本文 =

はじめて仏のちかいをききはじむるひとびと――阿弥陀仏の四十八願を聞いてそれを理解しようと勉強を始めた人は、自分というものを省みるようになります。そうして我が身が悪であることが分ってくる。それを思い知る。そういう自分のあり方ではどうして往生できるだろうかと反省します。「往生」とは死んでから淨土に行くという言い方もありますが、ここでは「念仏する」と同じ意味です。念仏するとき往生定まるという。すなわち覚りを得るということです。煩悩という悪いことを満載しているこの身でどうやって覚りが得られるのだろうかと真剣に悩む。基本的に人間は悪いのです。その悪い人間の立場で善くしようとしても限界がある。自分の善悪の判断基準で決められないということが分る。そのとき、そういう善悪の判断基準を問題にしないで迎える阿弥陀仏があったことに気付く。それが本願です。それを納得するかどうかです。
かくききてのち、仏を信ぜんとおもうこころふかくなりぬるには、
納得してから阿弥陀仏を信ずる心が段々と深くなっていく。
まことにこの身をもいとい、流転せんことをもかなしみて、ふかくちかいをも信じ、阿弥陀仏をもこの好みもうしなんどするひとは、
この身をもいといということは、死ぬということを受入れるということでもあります。現代の考え方は生きるという事だけに注意を払う。ガンになったらガンを治すことにお金や労力をつぎ込む。そして死を見ないように先延ばしして健康になるように努力する。いつまで健康でいたらいいのでしょうか。かたや医療・介護保険や年金は事実上破綻して日本国が潰れそうになっている。非生産的な老人は早く死んでくれというのが今の政策だと思いますが、それは決して表に出せない。そして生だけを重視し死を避ける言い方をする。しかし生と死はひとつのものです。生れたら死ななければならない。流転はもともとインドの考え方ですが、自分が死んだら生まれ変わるということです。その生まれ変わりが自分が生きているときに行った善や悪の量に左右される。迷信だといえばそれまでですが、これは馬鹿にできない内容を含んでいます。そして私達は覚りを得ないかぎり、どうしてもこの流転の考え方に囚われます。現代風の無宗教を語る人や生まれ変わりなど迷信だという知識人などの語りの内容を見ると流転の考え方に囚われているものがほとんどです。自分は死んだらどうなるだろうという不安は必ず心の根っこにあります。それは流転に囚われていることです。その囚われを悲しむ。誰が悲しむかというと自分だと思っていたものが実は阿弥陀仏だったのです。

与えられた記録 =
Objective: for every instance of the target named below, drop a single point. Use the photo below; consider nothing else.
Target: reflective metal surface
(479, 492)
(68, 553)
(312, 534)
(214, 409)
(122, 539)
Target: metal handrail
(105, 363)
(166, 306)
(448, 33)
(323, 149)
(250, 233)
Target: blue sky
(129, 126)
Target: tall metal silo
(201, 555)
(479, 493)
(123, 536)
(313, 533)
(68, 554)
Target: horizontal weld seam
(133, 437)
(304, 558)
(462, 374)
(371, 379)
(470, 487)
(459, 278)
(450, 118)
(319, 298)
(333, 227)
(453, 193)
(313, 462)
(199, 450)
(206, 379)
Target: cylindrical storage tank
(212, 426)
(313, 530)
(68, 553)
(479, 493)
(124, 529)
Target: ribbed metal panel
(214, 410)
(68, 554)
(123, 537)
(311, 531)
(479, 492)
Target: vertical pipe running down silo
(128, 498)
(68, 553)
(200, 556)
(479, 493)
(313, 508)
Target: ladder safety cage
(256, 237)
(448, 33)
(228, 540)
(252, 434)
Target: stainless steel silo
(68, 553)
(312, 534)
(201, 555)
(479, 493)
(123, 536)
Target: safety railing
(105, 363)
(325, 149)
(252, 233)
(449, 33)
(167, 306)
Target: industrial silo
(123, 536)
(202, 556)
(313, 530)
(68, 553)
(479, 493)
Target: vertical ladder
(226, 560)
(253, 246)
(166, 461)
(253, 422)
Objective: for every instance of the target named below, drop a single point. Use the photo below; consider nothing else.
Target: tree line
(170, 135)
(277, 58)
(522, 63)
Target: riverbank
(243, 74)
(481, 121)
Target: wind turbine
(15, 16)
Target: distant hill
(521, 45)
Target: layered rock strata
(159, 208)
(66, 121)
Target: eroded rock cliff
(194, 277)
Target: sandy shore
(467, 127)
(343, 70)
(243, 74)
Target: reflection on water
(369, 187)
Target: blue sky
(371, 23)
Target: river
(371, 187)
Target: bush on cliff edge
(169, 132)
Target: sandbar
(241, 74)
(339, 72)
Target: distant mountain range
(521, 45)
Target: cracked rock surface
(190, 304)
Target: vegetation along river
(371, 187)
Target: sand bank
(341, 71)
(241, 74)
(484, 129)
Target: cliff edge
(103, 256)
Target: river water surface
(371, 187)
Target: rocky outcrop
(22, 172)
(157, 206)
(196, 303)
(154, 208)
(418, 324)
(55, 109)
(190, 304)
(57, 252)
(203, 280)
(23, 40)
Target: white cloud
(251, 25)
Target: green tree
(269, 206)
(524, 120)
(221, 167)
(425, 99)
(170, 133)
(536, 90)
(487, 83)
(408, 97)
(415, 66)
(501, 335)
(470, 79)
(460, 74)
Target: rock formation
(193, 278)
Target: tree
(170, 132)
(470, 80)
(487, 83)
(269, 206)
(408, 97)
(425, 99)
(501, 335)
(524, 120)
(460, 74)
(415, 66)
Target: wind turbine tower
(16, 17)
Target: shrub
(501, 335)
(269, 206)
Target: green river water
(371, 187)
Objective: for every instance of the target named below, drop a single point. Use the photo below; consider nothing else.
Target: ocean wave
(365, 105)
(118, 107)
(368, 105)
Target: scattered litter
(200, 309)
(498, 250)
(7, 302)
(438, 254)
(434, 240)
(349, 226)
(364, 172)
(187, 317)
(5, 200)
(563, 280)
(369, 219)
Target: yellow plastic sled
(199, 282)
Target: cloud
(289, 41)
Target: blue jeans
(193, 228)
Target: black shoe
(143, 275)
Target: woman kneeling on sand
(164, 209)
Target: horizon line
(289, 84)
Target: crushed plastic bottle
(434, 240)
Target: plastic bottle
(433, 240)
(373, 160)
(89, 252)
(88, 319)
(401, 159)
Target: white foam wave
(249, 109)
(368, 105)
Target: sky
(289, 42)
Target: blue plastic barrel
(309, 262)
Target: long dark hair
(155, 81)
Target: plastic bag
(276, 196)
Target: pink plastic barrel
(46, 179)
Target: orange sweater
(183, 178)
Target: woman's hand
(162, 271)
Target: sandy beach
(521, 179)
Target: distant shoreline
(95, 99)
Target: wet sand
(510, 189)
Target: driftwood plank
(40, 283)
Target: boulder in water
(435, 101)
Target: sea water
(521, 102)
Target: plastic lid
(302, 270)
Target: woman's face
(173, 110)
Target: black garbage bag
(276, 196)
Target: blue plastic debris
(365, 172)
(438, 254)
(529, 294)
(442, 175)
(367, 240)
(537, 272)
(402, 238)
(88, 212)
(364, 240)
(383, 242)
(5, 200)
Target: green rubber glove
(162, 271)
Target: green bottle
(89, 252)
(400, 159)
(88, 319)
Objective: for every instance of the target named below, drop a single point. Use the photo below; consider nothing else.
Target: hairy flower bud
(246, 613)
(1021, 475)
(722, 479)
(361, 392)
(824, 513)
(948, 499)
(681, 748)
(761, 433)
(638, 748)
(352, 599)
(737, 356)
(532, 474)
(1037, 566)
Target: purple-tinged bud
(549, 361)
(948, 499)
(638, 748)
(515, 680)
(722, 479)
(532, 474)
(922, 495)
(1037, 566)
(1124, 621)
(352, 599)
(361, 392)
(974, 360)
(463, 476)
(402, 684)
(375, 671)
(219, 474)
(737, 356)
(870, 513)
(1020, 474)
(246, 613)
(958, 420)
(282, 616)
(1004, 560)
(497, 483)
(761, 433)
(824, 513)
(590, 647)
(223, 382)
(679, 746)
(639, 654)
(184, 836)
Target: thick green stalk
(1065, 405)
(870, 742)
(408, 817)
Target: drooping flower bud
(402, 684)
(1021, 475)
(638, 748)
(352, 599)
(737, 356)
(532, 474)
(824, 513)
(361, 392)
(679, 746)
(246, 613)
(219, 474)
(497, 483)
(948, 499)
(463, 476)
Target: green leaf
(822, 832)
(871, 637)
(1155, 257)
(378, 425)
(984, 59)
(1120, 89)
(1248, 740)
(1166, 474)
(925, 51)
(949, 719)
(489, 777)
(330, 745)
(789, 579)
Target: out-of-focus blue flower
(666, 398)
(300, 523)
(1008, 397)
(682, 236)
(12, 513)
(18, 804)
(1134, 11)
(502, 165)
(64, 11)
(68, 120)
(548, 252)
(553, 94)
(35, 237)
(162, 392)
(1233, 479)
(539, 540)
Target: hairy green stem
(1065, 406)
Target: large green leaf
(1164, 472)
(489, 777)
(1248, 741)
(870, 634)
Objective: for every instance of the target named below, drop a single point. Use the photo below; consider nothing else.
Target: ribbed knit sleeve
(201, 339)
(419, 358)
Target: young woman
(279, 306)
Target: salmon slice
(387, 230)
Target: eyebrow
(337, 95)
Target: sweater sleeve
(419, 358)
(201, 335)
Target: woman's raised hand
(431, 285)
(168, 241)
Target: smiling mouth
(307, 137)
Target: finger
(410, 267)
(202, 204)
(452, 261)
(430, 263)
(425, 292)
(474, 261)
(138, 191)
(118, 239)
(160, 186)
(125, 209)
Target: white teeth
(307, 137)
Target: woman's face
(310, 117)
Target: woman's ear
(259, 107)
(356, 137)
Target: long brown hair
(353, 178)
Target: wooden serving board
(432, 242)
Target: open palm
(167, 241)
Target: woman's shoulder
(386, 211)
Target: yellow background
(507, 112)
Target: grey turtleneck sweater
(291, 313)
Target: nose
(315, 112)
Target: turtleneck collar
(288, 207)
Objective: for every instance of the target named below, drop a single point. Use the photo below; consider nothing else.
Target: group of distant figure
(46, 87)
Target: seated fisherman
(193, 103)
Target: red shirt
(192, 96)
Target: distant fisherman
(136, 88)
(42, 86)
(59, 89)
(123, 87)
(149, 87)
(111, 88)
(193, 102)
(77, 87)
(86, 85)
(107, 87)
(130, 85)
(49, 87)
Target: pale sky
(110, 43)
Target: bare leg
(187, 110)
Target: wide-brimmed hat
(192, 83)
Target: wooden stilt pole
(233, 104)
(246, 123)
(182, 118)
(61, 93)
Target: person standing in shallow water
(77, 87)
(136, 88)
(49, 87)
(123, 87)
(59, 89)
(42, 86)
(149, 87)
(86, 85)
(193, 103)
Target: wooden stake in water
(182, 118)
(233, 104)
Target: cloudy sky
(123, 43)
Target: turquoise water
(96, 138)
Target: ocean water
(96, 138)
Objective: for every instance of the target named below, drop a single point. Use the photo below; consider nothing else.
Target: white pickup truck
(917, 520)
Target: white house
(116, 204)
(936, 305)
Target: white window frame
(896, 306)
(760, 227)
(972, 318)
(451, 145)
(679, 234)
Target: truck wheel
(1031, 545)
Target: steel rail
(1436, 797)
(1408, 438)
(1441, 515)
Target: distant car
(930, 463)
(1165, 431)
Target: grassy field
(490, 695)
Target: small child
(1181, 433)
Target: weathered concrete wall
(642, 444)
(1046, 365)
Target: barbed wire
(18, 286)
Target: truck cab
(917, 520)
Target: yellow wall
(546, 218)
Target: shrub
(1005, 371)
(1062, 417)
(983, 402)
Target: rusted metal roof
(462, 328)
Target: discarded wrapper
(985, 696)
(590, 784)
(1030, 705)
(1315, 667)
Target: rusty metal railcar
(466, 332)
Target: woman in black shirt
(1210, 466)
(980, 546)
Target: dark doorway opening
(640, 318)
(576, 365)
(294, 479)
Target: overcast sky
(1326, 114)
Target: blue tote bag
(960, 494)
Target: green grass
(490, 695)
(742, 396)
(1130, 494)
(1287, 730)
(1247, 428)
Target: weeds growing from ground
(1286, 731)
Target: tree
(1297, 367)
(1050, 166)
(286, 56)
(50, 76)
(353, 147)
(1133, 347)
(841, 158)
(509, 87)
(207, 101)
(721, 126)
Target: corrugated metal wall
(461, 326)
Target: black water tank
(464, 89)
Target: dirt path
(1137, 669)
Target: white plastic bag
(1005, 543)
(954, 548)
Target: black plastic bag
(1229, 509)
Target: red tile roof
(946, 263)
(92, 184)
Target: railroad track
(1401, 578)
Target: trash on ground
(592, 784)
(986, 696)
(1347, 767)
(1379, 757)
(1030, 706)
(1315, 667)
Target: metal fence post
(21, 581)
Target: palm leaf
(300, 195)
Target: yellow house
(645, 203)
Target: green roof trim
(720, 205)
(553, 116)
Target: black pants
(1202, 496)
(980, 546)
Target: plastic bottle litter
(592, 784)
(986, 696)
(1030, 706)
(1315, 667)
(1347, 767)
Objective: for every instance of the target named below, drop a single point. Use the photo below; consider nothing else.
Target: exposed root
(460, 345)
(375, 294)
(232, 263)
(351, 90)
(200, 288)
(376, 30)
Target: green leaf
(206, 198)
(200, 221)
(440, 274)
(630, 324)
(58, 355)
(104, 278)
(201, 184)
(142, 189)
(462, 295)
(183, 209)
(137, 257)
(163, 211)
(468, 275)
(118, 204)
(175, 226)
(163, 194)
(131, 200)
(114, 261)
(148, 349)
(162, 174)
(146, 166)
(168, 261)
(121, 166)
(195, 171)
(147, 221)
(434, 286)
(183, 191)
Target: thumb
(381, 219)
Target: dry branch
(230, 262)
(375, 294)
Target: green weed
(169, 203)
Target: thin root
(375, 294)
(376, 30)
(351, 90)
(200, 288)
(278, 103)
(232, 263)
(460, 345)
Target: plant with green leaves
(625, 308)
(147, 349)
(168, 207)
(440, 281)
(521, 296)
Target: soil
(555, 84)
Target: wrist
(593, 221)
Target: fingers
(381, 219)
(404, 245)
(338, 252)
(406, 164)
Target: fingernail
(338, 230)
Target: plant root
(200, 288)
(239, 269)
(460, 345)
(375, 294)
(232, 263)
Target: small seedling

やるべきこと = 阿弥陀仏の本願を論じた本文を、一字も変えずに全文引用してもらえますか。

解答 =
はじめて仏のちかいをききはじむるひとびと――阿弥陀仏の四十八願を聞いてそれを理解しようと勉強を始めた人は、自分というものを省みるようになります。そうして我が身が悪であることが分ってくる。それを思い知る。そういう自分のあり方ではどうして往生できるだろうかと反省します。「往生」とは死んでから淨土に行くという言い方もありますが、ここでは「念仏する」と同じ意味です。念仏するとき往生定まるという。すなわち覚りを得るということです。煩悩という悪いことを満載しているこの身でどうやって覚りが得られるのだろうかと真剣に悩む。基本的に人間は悪いのです。その悪い人間の立場で善くしようとしても限界がある。自分の善悪の判断基準で決められないということが分る。そのとき、そういう善悪の判断基準を問題にしないで迎える阿弥陀仏があったことに気付く。それが本願です。それを納得するかどうかです。
かくききてのち、仏を信ぜんとおもうこころふかくなりぬるには、
納得してから阿弥陀仏を信ずる心が段々と深くなっていく。
まことにこの身をもいとい、流転せんことをもかなしみて、ふかくちかいをも信じ、阿弥陀仏をもこの好みもうしなんどするひとは、
この身をもいといということは、死ぬということを受入れるということでもあります。現代の考え方は生きるという事だけに注意を払う。ガンになったらガンを治すことにお金や労力をつぎ込む。そして死を見ないように先延ばしして健康になるように努力する。いつまで健康でいたらいいのでしょうか。かたや医療・介護保険や年金は事実上破綻して日本国が潰れそうになっている。非生産的な老人は早く死んでくれというのが今の政策だと思いますが、それは決して表に出せない。そして生だけを重視し死を避ける言い方をする。しかし生と死はひとつのものです。生れたら死ななければならない。流転はもともとインドの考え方ですが、自分が死んだら生まれ変わるということです。その生まれ変わりが自分が生きているときに行った善や悪の量に左右される。迷信だといえばそれまでですが、これは馬鹿にできない内容を含んでいます。そして私達は覚りを得ないかぎり、どうしてもこの流転の考え方に囚われます。現代風の無宗教を語る人や生まれ変わりなど迷信だという知識人などの語りの内容を見ると流転の考え方に囚われているものがほとんどです。自分は死んだらどうなるだろうという不安は必ず心の根っこにあります。それは流転に囚われていることです。その囚われを悲しむ。誰が悲しむかというと自分だと思っていたものが実は阿弥陀仏だったのです。